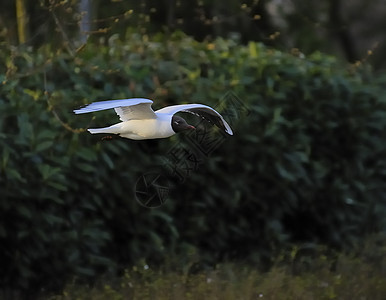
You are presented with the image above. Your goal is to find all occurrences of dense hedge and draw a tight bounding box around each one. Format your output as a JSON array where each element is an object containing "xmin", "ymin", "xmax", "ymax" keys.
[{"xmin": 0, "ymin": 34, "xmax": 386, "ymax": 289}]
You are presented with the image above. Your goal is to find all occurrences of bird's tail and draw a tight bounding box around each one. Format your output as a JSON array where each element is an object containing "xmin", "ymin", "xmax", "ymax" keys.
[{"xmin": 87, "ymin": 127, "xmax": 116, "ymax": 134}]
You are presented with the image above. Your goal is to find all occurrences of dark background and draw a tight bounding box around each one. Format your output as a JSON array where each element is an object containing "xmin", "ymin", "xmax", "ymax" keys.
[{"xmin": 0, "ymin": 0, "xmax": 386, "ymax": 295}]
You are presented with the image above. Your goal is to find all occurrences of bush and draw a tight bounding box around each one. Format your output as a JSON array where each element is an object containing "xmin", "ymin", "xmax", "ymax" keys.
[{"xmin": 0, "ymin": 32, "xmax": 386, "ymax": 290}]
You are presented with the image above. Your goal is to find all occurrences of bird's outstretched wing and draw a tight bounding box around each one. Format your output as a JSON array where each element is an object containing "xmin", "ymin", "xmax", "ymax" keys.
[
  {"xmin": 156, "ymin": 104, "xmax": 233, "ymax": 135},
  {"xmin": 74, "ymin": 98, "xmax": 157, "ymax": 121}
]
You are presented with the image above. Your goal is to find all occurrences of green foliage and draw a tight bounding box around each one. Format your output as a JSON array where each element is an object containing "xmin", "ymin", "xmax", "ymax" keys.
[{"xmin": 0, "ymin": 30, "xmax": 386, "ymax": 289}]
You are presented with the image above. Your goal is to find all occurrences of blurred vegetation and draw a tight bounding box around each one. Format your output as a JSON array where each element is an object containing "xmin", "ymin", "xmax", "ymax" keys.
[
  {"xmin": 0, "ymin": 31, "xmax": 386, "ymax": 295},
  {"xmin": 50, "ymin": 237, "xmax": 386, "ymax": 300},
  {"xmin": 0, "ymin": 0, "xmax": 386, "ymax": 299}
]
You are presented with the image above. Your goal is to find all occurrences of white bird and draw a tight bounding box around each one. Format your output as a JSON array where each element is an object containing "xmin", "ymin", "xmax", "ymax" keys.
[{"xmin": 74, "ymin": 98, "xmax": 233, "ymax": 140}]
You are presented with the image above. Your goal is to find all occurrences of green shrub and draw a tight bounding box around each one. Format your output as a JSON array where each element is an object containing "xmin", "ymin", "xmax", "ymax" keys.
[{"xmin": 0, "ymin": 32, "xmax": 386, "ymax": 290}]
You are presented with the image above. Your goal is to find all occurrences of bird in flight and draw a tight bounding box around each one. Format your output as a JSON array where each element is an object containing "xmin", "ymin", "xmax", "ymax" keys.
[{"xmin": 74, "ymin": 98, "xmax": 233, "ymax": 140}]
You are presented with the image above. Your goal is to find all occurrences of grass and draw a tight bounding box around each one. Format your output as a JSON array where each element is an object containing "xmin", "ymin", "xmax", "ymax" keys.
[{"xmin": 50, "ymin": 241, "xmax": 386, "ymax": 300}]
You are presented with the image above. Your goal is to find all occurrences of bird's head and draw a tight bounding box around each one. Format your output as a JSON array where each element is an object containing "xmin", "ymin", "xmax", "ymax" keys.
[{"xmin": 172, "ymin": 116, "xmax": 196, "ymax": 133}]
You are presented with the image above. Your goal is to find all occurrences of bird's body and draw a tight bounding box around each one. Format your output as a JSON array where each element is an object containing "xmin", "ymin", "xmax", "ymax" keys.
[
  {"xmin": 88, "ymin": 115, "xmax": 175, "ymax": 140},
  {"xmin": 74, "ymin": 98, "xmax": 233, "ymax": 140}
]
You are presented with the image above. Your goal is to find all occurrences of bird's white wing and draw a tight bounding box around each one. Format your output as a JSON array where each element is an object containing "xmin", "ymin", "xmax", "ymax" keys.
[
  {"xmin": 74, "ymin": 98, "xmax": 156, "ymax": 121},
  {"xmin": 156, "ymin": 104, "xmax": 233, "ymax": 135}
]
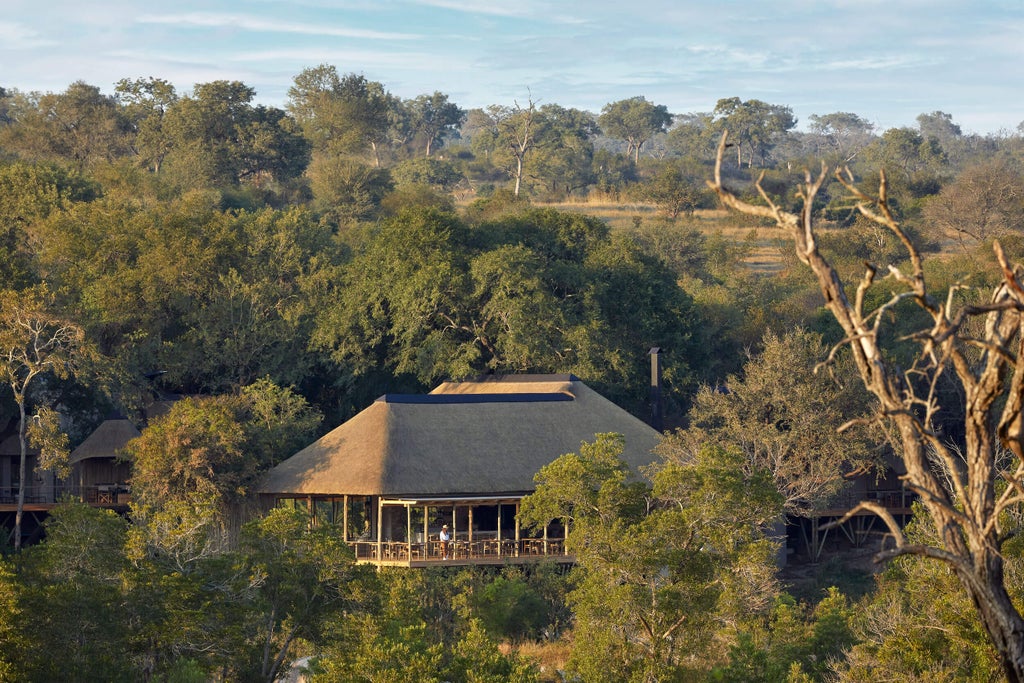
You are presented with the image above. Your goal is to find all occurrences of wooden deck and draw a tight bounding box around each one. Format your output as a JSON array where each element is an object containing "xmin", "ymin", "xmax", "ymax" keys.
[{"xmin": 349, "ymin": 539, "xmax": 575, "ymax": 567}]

--

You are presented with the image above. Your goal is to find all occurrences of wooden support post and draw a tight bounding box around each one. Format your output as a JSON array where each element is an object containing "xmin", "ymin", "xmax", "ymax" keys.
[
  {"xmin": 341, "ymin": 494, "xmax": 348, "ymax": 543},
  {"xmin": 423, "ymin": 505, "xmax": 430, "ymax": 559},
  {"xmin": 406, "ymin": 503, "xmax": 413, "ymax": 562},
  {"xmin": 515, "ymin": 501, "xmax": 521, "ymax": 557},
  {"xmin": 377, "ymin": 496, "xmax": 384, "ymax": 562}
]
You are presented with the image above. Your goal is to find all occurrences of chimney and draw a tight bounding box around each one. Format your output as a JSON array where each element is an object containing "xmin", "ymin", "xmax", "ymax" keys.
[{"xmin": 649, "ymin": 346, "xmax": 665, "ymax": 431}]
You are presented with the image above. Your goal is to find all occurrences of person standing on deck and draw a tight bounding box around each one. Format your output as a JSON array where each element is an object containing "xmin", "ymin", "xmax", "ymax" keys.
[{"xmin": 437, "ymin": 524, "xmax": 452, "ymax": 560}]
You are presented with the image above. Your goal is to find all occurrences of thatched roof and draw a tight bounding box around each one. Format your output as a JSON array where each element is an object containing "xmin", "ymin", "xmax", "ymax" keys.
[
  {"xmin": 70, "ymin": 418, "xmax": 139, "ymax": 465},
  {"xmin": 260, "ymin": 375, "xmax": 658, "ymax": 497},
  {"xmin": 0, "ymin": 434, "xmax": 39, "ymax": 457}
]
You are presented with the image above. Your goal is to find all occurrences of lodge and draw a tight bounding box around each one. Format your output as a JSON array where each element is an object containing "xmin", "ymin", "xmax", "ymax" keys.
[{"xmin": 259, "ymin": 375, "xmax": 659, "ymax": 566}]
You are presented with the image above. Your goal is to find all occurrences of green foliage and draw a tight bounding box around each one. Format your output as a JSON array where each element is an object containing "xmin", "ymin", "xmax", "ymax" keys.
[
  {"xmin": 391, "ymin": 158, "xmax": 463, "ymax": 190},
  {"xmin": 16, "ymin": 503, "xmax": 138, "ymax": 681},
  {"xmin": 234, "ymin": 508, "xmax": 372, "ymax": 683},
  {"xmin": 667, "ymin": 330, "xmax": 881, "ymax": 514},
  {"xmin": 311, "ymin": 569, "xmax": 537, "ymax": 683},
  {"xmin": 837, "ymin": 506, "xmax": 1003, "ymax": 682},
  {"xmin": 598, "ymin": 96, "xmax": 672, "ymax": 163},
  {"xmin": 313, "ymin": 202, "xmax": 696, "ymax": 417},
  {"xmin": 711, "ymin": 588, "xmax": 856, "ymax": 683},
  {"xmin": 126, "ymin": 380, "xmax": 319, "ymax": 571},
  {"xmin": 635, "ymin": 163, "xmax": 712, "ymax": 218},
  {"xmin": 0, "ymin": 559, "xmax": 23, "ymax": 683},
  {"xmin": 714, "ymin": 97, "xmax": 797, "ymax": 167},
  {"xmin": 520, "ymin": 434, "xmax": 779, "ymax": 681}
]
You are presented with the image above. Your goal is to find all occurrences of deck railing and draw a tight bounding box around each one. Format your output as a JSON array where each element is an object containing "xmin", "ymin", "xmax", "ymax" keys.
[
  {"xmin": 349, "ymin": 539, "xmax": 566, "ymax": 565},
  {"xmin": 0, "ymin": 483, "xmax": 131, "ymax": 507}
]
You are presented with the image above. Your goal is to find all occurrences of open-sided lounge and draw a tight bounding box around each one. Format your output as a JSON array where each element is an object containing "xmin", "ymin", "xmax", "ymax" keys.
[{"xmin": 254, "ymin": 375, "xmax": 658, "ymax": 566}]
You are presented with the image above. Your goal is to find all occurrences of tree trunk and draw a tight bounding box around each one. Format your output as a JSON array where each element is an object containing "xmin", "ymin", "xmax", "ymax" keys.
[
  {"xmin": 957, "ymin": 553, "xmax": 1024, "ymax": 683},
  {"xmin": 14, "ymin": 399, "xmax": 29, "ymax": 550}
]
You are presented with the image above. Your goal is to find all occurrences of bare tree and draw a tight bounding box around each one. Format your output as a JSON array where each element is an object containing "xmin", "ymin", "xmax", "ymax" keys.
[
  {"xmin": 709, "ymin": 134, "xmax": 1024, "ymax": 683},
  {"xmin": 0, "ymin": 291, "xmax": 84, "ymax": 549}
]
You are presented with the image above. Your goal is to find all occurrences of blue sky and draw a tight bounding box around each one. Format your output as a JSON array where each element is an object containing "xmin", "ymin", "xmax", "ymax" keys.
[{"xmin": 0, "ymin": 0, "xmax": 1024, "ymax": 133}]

■ **Treść zadania**: Proszę zwrócić każdy wiersz powyższych danych, w którym występuje słowo „bird”. Wielkość liter ma znaczenie.

■ **Wynik końcowy**:
You are presented with the image above. Your goal is to find all occurrences of bird's tail and draw a tight bounding box around each one. Format your output as a JSON array where each element is an object containing "xmin", "ymin", "xmax", "ymax" keys.
You are presented with the image above. Your goal is to find all occurrences of bird's outstretched wing and draw a tight bounding box around each one. Format your output as a JSON array where each element is an object containing "xmin", "ymin", "xmax", "ymax" keys.
You are presented with the image above. Your goal is to find all occurrences of white bird and draw a tight bounding box around each one. Format your output as a JSON array where each element is an object containing "xmin", "ymin", "xmax", "ymax" keys.
You are presented with the image above. Your goal is to find all occurrences of bird in flight and draw a tight bounding box around each one. Format your output as a JSON array where each element is an object containing "xmin", "ymin", "xmax", "ymax" keys.
You are presented with the image above. Your goal is to find all occurrences of bird's head and draw a tight bounding box around each one. Format your output as a JSON array where each element is an object containing "xmin", "ymin", "xmax", "ymax" keys.
You are presented with the image above. Your goal is to find all occurrences of bird's body and draw a tight bounding box around each one. Format your output as a JSON array where each element is an object containing "xmin", "ymin", "xmax", "ymax" keys.
You are presented with the image above. Your goal is to find all occurrences of bird's white wing and draw a tight bounding box around each one. Format your output as a JSON array where each element is an object containing "xmin", "ymin", "xmax", "ymax" keys.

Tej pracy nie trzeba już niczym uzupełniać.